» What to work on: What is needed is an exact copy of the line with "TARGET: window" and all lines that follow it in the entries below, the last line included.
*** Opening of Task material ***
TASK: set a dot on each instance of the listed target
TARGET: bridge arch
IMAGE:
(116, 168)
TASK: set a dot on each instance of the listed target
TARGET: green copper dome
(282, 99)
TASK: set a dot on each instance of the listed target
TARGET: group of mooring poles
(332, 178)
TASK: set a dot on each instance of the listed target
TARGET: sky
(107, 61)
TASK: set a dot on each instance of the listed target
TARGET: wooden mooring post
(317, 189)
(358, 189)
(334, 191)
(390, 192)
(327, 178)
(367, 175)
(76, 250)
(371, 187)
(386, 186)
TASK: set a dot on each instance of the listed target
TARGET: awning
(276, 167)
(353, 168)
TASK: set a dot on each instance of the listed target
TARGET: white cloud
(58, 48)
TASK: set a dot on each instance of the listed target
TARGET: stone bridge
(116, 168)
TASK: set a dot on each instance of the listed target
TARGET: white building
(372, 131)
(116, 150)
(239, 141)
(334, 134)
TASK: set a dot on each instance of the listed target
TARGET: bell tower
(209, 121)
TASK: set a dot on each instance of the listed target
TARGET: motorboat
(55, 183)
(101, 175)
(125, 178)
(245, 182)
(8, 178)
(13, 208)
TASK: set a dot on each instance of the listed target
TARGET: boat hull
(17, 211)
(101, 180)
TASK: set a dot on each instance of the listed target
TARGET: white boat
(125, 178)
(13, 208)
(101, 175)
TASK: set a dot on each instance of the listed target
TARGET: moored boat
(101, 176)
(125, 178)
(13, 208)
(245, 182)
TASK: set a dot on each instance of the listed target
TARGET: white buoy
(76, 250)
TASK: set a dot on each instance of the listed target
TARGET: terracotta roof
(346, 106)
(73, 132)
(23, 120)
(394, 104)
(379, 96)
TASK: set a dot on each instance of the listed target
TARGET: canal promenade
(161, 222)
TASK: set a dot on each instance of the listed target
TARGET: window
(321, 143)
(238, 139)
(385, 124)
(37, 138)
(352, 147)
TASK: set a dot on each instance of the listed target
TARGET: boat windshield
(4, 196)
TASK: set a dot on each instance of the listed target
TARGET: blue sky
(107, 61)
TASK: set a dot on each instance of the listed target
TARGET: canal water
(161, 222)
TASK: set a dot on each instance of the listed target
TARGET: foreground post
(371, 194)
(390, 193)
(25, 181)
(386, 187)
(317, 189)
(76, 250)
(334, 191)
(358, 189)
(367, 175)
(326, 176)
*** Close of Task material ***
» Task response:
TARGET: window
(321, 143)
(238, 139)
(385, 124)
(37, 138)
(352, 147)
TASK: set a dot on each instance of the listed target
TARGET: boat windshield
(4, 196)
TASK: set a dot on each instance of the listed target
TARGET: blue sky
(107, 61)
TASK: set a dot on each instance of the listed target
TARGET: canal water
(161, 222)
TASK: set a dot on each instance of the listed target
TARGET: foreground post
(371, 194)
(390, 193)
(25, 181)
(386, 187)
(317, 189)
(76, 250)
(334, 191)
(358, 189)
(367, 175)
(326, 176)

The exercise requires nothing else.